* [Document extract]
Chemical Weapon Leak Detectors Inoperative
Monitors for VX Agent at Kentucky Storage Depot Not Working for Years
Washington, DC — The monitoring devices to detect leaks of deadly VX agent from the Bluegrass Army Depot were inoperative for many months, according to an affidavit from a chemical weapons monitoring operator released today by Public Employees for Environmental Responsibility (PEER). PEER is asking for a Defense Department inspection of the Kentucky facility.
Donald Van Winkle operates air-monitoring units designed to detect leaks of chemical warfare agents stored inside “igloos” at Bluegrass Army Depot. According to Van Winkle’s sworn statement, the monitors to detect VX agent, however, had been configured so as to be ineffective until very recently. In his affidavit, Van Winkle reveals that –
- The supervisor of lab operations admitted in a meeting with more than a dozen employees ordering the change in monitors to increase ease of access even though it was known that the change would compromise leak detection;
- Conversion pads in the monitors have an effective life of between ten and thirty days but are often changed far less frequently; and
- Air monitoring equipment at the depot are at times so poorly maintained that the units are not fit for operation.
VX is a highly lethal nerve agent. It is stored in the form of an amber-colored, oily liquid that is heavier than air and has low volatility unless temperatures are high. VX can be readily absorbed by inhalation, ingestion, and dermal contact. Persons whose clothing has been in contact with the nerve agent can contaminate their rescuers by direct contact or through release of vapor trapped by garments.

* [Using the information]
#1 Answer these questions from the article on the Kentucky depot's VX leak detectors:
(a) Which organization released the monitoring operator's affidavit?
(b) How long do the conversion pads in the monitors stay effective?
(c) In what form is VX stored?
#2 Pick up the article on the Kentucky depot's VX leak detectors after its last sentence and continue it.

* [Data to examine]
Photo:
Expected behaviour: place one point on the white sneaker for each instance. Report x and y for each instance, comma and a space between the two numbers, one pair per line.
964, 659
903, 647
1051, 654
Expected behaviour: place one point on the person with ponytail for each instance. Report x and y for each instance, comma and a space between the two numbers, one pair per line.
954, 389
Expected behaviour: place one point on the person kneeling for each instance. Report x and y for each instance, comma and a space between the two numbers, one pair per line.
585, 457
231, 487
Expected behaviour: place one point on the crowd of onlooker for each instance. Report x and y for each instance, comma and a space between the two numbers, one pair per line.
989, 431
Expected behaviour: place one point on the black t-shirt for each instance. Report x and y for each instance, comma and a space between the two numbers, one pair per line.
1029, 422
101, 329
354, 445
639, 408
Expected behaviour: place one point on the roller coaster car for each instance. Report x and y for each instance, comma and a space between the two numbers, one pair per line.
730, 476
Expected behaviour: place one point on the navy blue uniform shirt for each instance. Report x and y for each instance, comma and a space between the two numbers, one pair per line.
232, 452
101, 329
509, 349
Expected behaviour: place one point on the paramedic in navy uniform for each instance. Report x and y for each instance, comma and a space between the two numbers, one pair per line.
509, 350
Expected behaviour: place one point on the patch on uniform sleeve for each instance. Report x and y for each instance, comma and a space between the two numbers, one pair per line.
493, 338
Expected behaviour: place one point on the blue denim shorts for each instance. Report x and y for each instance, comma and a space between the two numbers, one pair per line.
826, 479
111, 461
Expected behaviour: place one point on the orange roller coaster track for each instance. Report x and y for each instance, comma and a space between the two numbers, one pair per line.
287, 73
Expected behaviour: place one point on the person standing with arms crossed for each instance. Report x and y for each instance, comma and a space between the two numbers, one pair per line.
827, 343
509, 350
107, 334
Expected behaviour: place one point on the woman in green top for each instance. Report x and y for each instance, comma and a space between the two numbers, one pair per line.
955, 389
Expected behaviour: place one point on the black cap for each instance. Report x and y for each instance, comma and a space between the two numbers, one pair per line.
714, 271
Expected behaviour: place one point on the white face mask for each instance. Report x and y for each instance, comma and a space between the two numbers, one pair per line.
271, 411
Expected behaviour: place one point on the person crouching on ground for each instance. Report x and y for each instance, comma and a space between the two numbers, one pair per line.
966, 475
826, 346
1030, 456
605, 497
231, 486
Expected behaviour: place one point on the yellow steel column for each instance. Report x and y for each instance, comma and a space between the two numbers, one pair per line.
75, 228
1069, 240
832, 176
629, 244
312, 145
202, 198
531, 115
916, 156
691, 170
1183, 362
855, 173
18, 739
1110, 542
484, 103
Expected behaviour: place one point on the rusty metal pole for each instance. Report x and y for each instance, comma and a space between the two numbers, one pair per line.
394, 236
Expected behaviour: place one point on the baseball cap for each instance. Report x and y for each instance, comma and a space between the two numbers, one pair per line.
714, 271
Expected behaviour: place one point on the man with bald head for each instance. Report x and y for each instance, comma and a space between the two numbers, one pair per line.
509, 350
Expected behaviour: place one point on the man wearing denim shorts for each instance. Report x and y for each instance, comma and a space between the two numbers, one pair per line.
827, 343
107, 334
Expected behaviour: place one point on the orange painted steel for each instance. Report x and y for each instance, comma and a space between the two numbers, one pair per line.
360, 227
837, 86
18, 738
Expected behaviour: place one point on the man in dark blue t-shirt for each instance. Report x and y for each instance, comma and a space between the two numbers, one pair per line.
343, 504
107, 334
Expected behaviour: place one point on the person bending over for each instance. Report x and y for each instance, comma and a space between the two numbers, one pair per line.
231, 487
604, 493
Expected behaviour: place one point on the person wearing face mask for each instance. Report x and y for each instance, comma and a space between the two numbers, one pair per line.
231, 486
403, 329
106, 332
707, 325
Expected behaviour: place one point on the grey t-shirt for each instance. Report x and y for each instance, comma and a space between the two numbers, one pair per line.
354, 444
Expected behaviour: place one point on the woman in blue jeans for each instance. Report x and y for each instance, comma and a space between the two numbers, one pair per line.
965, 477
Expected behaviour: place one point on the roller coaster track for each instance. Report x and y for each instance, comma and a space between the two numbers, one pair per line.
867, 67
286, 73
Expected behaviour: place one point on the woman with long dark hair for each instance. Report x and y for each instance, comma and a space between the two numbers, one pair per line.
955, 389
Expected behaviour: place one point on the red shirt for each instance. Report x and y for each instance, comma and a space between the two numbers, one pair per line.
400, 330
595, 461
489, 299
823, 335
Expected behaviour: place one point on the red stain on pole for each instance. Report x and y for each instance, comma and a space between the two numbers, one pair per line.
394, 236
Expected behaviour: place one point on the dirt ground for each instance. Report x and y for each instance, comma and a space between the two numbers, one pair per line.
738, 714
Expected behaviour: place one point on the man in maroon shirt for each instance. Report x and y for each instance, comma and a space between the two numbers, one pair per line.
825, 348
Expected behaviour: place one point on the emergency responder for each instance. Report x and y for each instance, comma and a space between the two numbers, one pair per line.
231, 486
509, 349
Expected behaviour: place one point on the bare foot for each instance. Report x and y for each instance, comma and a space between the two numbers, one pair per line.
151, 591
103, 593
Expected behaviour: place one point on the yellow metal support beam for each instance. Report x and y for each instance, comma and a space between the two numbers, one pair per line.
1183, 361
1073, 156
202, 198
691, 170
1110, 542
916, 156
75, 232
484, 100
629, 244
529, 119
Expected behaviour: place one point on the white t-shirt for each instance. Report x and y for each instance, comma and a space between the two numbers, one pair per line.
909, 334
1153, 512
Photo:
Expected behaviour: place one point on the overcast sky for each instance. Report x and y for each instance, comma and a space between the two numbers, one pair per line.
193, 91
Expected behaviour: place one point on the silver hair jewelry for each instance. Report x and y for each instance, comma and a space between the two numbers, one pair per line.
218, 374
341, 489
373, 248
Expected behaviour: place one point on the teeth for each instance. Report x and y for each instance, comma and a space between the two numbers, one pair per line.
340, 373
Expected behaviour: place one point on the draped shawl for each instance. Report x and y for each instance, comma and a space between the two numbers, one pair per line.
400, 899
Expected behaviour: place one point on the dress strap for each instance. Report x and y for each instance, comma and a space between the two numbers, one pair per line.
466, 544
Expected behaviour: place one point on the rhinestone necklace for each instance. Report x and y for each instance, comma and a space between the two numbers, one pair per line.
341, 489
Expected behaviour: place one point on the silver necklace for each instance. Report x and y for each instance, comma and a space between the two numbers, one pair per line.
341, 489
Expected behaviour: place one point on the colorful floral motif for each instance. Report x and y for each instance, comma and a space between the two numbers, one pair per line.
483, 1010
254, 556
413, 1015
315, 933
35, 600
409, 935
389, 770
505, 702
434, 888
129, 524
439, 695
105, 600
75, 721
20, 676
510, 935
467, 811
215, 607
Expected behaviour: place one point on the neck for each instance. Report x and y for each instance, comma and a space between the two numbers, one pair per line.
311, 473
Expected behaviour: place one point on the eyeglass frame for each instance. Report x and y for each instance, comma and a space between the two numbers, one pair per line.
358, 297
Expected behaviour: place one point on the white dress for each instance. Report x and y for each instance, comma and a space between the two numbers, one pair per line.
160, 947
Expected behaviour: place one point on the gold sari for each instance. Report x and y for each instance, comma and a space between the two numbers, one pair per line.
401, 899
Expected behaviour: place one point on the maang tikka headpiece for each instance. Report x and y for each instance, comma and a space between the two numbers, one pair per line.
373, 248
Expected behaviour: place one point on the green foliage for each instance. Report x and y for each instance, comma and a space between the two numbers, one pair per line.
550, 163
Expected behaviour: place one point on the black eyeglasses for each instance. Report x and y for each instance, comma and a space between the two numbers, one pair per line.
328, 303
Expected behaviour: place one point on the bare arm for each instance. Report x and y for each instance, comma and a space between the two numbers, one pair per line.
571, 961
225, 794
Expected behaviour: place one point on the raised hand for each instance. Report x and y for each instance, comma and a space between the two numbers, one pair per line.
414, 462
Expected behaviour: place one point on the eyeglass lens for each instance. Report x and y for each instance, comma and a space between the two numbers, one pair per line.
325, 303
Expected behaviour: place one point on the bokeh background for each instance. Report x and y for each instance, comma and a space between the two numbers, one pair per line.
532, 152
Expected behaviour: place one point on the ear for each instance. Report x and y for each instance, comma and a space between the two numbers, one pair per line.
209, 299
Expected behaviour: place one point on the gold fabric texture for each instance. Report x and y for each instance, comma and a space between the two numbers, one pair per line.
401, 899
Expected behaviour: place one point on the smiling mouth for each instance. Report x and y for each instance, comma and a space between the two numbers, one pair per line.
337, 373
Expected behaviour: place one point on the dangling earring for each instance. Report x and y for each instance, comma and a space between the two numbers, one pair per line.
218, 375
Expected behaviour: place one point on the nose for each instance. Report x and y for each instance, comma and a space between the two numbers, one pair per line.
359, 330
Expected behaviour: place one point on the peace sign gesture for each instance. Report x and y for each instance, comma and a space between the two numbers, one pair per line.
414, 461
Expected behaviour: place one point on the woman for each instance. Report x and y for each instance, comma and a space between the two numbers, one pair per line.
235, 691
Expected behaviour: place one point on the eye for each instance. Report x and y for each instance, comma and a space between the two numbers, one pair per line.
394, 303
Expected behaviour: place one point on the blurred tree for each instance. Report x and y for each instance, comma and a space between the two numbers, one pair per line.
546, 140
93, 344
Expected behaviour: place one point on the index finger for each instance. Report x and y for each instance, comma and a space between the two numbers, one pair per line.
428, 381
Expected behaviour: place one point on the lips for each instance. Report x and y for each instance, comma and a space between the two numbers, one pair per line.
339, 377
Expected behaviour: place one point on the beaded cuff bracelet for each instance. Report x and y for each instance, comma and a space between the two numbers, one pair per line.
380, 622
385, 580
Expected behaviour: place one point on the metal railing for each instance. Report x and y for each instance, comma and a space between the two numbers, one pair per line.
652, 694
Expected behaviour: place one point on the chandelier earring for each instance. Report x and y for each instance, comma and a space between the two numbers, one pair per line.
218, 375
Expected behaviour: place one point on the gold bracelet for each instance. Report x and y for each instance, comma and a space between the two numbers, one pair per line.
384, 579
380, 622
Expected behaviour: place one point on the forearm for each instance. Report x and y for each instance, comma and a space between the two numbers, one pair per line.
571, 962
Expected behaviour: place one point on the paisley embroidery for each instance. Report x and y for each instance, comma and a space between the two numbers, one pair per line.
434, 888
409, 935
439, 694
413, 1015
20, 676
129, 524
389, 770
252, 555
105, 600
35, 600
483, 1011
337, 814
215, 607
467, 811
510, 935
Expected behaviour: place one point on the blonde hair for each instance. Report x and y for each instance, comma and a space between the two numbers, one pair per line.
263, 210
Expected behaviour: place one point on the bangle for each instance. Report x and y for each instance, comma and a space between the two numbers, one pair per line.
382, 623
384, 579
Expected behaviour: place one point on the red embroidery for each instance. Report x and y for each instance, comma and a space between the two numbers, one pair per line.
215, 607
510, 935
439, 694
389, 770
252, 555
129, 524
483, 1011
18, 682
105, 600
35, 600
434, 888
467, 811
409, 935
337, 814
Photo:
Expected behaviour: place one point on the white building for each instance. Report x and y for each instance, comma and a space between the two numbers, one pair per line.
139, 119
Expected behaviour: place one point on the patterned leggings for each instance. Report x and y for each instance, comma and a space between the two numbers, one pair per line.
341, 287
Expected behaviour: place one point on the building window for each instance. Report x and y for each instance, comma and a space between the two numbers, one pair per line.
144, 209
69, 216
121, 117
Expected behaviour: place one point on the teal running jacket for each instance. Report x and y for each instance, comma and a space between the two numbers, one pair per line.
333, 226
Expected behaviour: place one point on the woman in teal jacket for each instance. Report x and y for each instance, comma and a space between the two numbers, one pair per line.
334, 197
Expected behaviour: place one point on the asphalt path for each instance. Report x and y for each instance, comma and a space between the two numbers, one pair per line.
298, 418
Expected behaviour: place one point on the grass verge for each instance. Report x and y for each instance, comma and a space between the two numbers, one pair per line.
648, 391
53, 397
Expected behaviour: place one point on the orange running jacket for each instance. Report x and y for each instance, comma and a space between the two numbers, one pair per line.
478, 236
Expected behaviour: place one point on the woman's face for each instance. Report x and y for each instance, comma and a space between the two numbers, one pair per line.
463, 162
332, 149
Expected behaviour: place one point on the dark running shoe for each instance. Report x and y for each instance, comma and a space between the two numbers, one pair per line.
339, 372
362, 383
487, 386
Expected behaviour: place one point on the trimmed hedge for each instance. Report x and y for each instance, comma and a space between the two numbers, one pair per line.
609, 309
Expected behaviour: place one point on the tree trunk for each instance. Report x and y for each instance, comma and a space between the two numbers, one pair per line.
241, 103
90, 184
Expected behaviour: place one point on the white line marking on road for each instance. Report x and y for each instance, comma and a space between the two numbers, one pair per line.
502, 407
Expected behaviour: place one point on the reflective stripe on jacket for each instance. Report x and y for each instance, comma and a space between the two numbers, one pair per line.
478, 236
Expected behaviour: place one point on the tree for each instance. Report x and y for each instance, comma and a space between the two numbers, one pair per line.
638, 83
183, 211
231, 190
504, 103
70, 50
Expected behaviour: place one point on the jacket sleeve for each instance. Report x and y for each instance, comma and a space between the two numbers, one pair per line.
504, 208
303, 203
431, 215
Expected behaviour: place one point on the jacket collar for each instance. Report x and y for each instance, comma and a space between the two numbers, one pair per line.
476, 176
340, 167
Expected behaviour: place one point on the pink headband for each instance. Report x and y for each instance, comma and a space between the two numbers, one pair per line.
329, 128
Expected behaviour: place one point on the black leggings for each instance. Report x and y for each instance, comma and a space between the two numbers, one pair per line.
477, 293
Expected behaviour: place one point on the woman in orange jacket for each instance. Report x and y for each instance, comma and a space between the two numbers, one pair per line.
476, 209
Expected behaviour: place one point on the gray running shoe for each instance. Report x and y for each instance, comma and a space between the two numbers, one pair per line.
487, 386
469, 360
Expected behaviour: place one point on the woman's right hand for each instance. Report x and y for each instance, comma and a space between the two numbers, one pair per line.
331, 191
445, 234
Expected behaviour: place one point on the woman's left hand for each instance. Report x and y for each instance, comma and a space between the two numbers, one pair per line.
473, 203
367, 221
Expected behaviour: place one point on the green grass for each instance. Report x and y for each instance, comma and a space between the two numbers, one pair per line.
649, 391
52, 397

* [Outputs for the tasks]
#1
(a) Public Employees for Environmental Responsibility (PEER).
(b) Between ten and thirty days.
(c) As an amber-colored, oily liquid that is heavier than air.

#2
“A minuscule droplet of VX agent produces death in just minutes, so the consequences of an undetected VX leak could be devastating,” stated PEER General Counsel Richard Condit, whose organization is representing Van Winkle. “Of equal concern is that the culture at Bluegrass Army Depot tolerates lapses in monitoring protocol and discourages reports of problems.”
On August 3, 2005, Bluegrass Army Depot removed Van Winkle’s clearance to work in areas containing chemical agents “based upon allegations of suspect queries to crew members” that Van Winkle made concerning safety conditions.
“The operators of leak detection equipment at chemical weapons depots should be encouraged to ask questions about safety, but at Bluegrass silence is prized above all else,” Condit added.
PEER is requesting that the Defense Department Office of Inspector General determine the current efficacy of monitoring devices at Bluegrass Depot, review prior monitoring reports to determine their accuracy, interview the monitoring staff and look into the maintenance regimen for the leak detectors.